Reading passage.

Enter Tony the Tax Man, as I call him. T-Bone, as my husband calls him. We met him at a vendor's booth for his firm at our little village's annual summer festival. Dan had been on the hunt for a new CPA to prepare his taxes, which are ridiculous because of his sailing schedule, independent consulting, union, Navy orders, etc., and was considering a financial adviser too since I had quit earning my own paycheck and the whole family's financial stability was now in one basket.

Filed under Small World Wonders, it turned out folks from Tony the Tax Man's firm were the exact same ones who gave a presentation on retirement investments that I had covered for the newspaper. [You can read that little gem here: "Older residents urged to do estate, tax planning for retirement" -- I did not write that boring headline, by the way.]

Dan and I ended up scheduling a meeting with Brian the Brain (a moniker I only now made up but which totally fits), and it was he who had been the first one to ever make any of that 401(k) shit sound sensible to me -- and hopefully to the Silver Sneakers seniors gathered at the YMCA that day as well. A copy of my article was even laminated and among the pile of magazines on the lobby table when we first arrived at the office. Good omen, eh?

So now, Tony the Tax Man prepares our return, Brian the Brain keeps our finances on track, and Kristine the Great (our lovely lawyer queen) helped us prepare all of the documents that say who gets our kids when we die. Now that is one-stop shopping.

Task instructions.
• 1. In the passage about Tony the Tax Man, where did the couple first meet Tony?
• 2. Return the part of the passage about Tony the Tax Man between "Dan and I ended" and "is one-stop shopping.", inclusive.
Rely only on the passage about Tony the Tax Man.

(Items from a dataset)
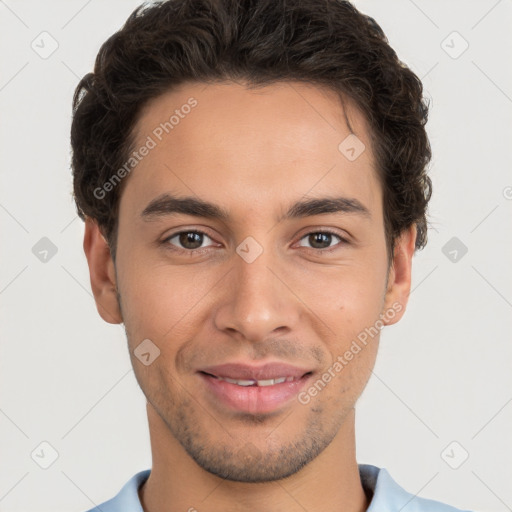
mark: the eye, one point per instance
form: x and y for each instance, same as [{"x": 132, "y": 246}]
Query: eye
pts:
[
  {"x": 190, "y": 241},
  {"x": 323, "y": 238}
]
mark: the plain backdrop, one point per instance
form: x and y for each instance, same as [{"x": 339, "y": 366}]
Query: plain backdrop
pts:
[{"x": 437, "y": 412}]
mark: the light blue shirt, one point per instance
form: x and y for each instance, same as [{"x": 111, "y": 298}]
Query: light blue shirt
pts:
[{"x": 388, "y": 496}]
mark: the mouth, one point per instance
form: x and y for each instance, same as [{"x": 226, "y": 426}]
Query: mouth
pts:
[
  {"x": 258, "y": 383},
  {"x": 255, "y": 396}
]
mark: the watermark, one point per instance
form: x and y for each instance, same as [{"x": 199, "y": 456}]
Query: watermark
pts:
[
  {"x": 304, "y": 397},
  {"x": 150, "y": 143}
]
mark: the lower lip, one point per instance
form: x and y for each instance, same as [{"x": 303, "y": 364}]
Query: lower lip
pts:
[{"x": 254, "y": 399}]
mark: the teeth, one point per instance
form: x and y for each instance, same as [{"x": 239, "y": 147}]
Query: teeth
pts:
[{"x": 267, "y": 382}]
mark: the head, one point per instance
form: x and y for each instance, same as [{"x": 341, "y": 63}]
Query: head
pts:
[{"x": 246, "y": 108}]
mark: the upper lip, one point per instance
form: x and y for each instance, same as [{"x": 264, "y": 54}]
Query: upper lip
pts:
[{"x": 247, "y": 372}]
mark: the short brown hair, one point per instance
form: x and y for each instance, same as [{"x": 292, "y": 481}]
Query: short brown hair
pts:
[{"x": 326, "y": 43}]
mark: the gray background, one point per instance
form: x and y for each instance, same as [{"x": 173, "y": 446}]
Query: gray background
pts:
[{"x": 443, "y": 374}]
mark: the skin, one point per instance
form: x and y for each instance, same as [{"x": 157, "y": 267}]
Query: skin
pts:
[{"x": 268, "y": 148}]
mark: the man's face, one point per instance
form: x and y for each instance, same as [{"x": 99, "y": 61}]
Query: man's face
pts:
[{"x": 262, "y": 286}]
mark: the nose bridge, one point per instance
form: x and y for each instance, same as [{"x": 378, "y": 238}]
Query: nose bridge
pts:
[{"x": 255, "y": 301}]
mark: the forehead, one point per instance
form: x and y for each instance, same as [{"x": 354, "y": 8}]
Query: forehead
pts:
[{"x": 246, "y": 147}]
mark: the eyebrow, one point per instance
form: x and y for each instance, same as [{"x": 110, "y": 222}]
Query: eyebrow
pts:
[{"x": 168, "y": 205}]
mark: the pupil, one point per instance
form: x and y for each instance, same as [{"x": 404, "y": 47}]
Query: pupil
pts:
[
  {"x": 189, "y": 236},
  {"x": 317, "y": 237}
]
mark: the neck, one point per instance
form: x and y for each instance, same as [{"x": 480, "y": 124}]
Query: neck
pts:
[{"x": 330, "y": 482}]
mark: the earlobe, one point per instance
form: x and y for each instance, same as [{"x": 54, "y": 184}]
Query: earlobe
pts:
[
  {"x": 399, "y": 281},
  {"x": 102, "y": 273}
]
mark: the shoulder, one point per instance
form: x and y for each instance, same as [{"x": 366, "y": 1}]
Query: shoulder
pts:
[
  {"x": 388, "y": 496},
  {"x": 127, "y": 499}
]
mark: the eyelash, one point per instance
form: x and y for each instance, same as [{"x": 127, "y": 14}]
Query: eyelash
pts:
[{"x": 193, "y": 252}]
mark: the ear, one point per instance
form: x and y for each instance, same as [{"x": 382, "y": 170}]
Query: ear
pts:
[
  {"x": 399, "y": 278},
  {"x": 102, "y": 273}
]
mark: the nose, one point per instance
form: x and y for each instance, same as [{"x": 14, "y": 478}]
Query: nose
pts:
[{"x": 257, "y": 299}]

Solutions to the problems.
• 1. At a vendor's booth for his firm at their little village's annual summer festival.

• 2.
Dan and I ended up scheduling a meeting with Brian the Brain (a moniker I only now made up but which totally fits), and it was he who had been the first one to ever make any of that 401(k) shit sound sensible to me -- and hopefully to the Silver Sneakers seniors gathered at the YMCA that day as well. A copy of my article was even laminated and among the pile of magazines on the lobby table when we first arrived at the office. Good omen, eh?

So now, Tony the Tax Man prepares our return, Brian the Brain keeps our finances on track, and Kristine the Great (our lovely lawyer queen) helped us prepare all of the documents that say who gets our kids when we die. Now that is one-stop shopping.